**Raw data**
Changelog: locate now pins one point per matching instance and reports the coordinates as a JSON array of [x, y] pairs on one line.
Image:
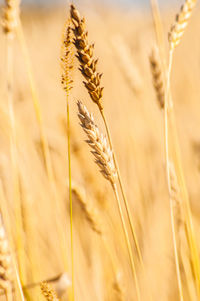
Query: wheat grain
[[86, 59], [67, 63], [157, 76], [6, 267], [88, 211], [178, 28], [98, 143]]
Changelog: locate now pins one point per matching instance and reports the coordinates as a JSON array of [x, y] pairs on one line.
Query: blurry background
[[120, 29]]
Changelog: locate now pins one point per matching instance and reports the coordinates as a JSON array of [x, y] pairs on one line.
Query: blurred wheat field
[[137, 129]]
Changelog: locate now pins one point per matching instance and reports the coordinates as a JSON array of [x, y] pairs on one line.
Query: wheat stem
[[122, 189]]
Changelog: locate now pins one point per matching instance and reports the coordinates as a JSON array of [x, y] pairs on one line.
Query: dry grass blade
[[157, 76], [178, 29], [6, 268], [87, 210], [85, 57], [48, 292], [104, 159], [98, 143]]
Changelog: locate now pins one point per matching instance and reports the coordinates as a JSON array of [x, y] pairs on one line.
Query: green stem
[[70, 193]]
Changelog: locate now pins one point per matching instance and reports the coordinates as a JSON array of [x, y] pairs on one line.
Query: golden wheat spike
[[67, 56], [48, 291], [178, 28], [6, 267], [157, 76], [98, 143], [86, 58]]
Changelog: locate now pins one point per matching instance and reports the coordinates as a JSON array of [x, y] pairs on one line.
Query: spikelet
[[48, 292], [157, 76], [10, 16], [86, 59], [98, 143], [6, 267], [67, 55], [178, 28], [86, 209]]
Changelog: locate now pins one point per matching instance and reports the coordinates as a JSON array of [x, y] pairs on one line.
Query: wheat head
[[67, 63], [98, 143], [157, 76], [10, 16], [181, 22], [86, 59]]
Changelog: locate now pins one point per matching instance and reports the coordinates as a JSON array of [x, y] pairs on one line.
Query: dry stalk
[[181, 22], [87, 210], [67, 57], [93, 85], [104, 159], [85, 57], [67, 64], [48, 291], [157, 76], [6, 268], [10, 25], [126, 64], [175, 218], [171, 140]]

**Set task**
Please rewrite all of the material above as a Markdown table with two columns, Row and Entry, giving each line a row number and skipping blank lines. Leave the pictures out of the table.

**Completed exercise**
| Row | Entry |
|---|---|
| 1 | Changelog: locate now pins one point per matching instance and reports the coordinates as a JSON array of [x, y] pairs on one line. |
| 2 | Image: |
| 3 | Query: wheat grain |
| 4 | [[86, 59], [67, 63], [157, 76], [6, 267], [88, 211], [178, 28], [98, 143]] |
| 5 | Changelog: locate now pins one point per matching instance and reports the coordinates as a JSON array of [x, y] pairs on one line. |
| 6 | Query: blurry background |
| 7 | [[120, 29]] |
| 8 | Changelog: locate now pins one point per matching instance and reports the coordinates as a JSON array of [x, y] pairs on one line. |
| 9 | Query: blurred wheat field |
| 10 | [[137, 129]] |
| 11 | Changelog: locate now pins one point per matching instance and reports the coordinates as a JSON array of [x, y] pairs on one line. |
| 12 | Query: wheat stem |
| 13 | [[122, 189]] |
| 14 | Changelog: locate now pins one point per matching instance and reports the coordinates as a JSON array of [x, y] pairs on one line. |
| 15 | Query: dry grass blade |
| 16 | [[157, 76], [178, 29], [6, 268], [87, 210], [85, 57], [48, 292], [104, 159], [98, 143]] |
| 17 | Changelog: locate now pins one point per matching instance and reports the coordinates as a JSON array of [x, y] pairs on one line. |
| 18 | Query: green stem |
| 19 | [[70, 193]] |
| 20 | Changelog: locate now pins one point per matching instance and reports the coordinates as a JSON array of [x, y] pairs on one line. |
| 21 | Query: golden wheat spike |
| 22 | [[67, 56], [48, 291], [178, 28], [6, 267], [157, 76], [98, 143], [86, 58]] |
| 23 | Changelog: locate now pins one point per matching instance and reports the coordinates as a JSON array of [x, y] pairs on one line. |
| 24 | Query: spikelet |
| 25 | [[48, 292], [157, 76], [10, 16], [86, 59], [98, 143], [6, 267], [67, 55], [178, 28], [86, 209]] |
| 26 | Changelog: locate now pins one point per matching instance and reports the coordinates as a JSON array of [x, y] pairs on one line. |
| 27 | Query: wheat head |
| 28 | [[67, 63], [98, 143], [157, 76], [10, 16], [181, 22], [86, 59]] |
| 29 | Changelog: locate now pins one point per matching instance and reports the coordinates as a JSON array of [x, y] pairs on one line. |
| 30 | Query: dry stalk |
| 31 | [[181, 22], [87, 210], [67, 57], [93, 85], [104, 159], [85, 57], [67, 64], [48, 291], [157, 76], [6, 268], [10, 25], [126, 64], [175, 218], [171, 140]] |